◆ PROBLEM STATEMENT ◆
Collect every line in the entries below that contains the string "taillight". Case counts.

begin MATERIAL TO PROCESS

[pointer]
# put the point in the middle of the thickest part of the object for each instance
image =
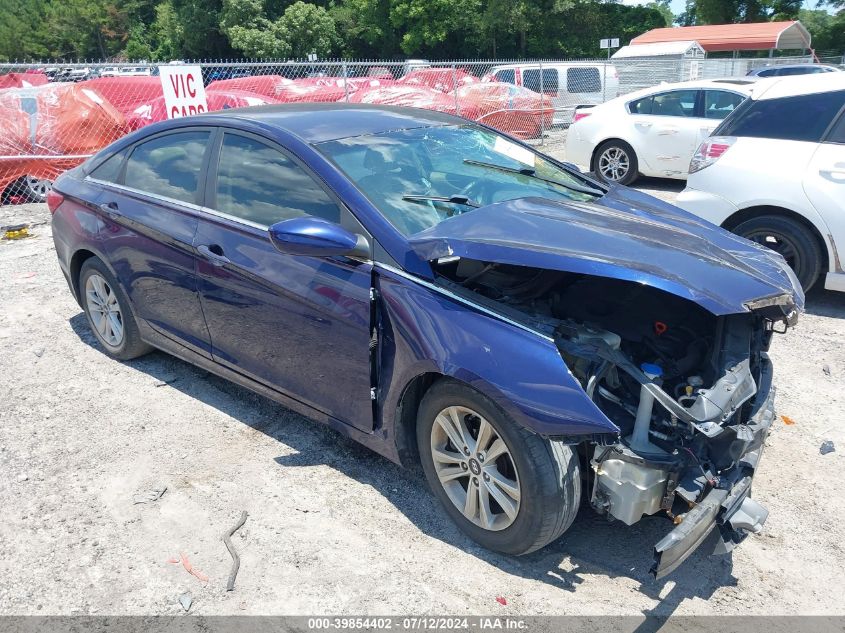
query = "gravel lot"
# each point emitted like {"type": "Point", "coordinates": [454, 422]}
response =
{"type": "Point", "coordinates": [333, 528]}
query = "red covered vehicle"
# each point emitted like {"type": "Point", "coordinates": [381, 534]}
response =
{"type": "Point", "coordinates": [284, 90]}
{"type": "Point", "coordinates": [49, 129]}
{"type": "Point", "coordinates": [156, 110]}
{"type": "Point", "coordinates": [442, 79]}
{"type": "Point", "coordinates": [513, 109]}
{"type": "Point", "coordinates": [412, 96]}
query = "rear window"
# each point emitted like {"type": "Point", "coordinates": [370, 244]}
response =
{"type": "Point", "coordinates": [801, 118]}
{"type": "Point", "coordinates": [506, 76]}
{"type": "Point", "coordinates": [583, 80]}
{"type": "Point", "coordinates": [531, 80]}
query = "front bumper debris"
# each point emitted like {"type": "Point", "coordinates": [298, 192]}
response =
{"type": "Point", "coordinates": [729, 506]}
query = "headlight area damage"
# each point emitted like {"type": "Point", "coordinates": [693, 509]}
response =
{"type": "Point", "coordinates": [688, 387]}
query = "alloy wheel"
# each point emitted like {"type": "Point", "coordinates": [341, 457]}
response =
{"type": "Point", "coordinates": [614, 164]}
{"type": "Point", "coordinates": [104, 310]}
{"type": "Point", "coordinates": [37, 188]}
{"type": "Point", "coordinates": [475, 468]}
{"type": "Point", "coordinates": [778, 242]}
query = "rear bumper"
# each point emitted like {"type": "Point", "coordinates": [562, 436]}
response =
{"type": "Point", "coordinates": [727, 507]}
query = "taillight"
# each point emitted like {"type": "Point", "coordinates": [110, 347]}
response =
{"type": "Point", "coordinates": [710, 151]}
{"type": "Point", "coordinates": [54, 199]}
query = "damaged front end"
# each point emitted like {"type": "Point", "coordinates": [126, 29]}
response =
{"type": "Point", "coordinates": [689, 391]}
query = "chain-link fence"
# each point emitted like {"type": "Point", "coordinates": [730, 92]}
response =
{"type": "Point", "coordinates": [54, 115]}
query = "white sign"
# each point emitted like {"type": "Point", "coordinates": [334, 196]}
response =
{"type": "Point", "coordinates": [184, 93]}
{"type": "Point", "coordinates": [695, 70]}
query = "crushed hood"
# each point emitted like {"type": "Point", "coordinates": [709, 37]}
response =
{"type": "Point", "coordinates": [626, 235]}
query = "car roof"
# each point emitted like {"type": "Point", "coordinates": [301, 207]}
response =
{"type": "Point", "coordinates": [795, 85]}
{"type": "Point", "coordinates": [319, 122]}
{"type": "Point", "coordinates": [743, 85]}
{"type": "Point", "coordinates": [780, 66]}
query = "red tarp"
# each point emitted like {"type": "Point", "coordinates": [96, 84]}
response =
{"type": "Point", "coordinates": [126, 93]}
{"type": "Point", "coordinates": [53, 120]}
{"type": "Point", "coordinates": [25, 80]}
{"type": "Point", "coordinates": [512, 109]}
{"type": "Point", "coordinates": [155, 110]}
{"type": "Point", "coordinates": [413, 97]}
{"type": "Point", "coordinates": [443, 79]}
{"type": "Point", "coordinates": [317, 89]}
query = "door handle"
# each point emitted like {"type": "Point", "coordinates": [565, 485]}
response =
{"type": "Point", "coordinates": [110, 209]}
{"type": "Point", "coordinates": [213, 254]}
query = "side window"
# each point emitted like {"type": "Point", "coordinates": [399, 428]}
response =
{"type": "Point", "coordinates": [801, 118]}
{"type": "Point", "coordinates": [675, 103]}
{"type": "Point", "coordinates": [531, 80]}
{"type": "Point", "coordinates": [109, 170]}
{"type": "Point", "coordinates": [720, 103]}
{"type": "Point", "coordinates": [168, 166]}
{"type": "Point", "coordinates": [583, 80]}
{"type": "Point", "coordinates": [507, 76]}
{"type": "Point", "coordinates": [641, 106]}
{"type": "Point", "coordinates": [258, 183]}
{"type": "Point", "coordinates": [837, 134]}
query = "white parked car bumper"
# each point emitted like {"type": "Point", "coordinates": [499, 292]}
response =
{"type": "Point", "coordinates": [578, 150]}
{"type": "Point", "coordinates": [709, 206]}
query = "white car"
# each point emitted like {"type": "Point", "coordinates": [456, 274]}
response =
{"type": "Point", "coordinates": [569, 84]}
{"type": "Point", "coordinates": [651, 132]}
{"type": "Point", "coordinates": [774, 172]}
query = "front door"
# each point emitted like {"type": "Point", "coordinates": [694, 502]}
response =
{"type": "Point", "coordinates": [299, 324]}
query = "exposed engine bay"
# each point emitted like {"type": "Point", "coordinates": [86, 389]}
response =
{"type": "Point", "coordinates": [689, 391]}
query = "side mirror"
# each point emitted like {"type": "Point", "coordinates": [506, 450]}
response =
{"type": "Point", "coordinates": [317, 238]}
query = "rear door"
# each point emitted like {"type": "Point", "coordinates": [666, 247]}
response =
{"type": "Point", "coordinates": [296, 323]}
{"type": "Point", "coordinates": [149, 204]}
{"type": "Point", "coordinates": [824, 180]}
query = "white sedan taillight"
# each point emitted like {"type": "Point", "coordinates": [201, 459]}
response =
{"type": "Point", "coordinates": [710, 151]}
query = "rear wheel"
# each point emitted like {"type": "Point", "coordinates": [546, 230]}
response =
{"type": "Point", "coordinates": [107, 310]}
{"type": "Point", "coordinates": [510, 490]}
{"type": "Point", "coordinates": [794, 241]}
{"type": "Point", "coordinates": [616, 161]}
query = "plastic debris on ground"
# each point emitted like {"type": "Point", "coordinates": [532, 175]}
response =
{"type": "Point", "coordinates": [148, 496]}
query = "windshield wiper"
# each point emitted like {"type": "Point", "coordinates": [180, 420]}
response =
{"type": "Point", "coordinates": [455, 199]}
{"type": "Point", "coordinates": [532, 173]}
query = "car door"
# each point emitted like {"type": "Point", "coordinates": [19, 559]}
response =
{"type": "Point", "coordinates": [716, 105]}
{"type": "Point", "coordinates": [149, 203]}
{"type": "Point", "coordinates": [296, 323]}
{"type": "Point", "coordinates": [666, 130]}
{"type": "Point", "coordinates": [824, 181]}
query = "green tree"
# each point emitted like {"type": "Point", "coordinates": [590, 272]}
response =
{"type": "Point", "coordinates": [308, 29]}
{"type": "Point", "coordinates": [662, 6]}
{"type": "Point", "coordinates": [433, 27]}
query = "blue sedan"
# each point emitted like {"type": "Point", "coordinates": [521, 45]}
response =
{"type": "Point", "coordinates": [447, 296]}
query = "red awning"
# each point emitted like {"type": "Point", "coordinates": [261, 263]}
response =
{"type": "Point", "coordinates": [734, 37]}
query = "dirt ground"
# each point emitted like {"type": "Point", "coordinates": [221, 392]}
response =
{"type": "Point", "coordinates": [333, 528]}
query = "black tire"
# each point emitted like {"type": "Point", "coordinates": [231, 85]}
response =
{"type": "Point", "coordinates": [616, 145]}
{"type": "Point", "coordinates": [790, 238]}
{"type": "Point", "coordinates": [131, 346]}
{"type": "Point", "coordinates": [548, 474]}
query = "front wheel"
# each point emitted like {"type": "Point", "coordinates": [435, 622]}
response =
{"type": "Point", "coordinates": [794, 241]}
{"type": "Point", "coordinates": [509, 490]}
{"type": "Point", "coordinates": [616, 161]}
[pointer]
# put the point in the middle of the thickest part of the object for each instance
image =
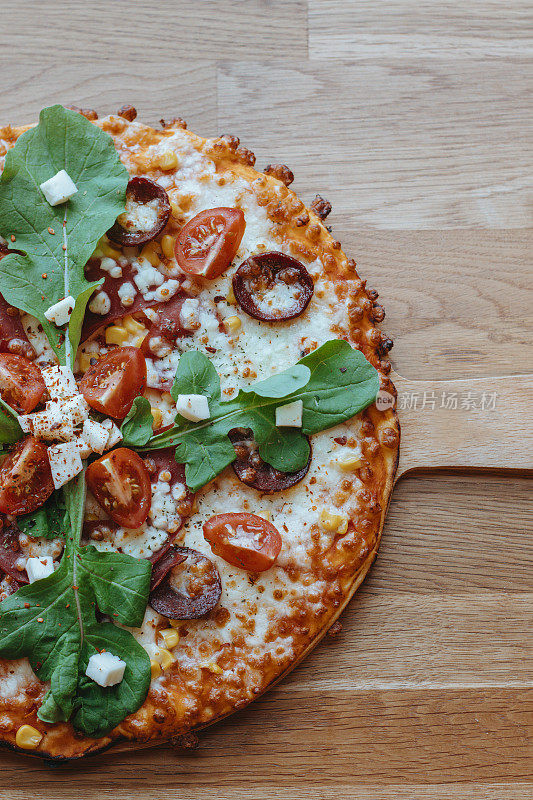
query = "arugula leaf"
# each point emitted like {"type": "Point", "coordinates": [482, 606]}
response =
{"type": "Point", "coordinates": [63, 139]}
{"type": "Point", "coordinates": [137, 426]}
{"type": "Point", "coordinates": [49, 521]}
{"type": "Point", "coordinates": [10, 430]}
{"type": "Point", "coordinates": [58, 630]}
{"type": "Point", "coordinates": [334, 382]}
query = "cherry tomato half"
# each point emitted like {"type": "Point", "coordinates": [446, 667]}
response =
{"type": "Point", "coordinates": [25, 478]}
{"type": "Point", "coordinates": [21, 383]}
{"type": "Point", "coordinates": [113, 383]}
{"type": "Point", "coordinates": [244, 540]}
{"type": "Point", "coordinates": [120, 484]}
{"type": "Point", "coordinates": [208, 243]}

end MATERIAL TO PROCESS

◆ COMPLETE ANSWER ◆
query = "taillight"
query = "white sedan taillight"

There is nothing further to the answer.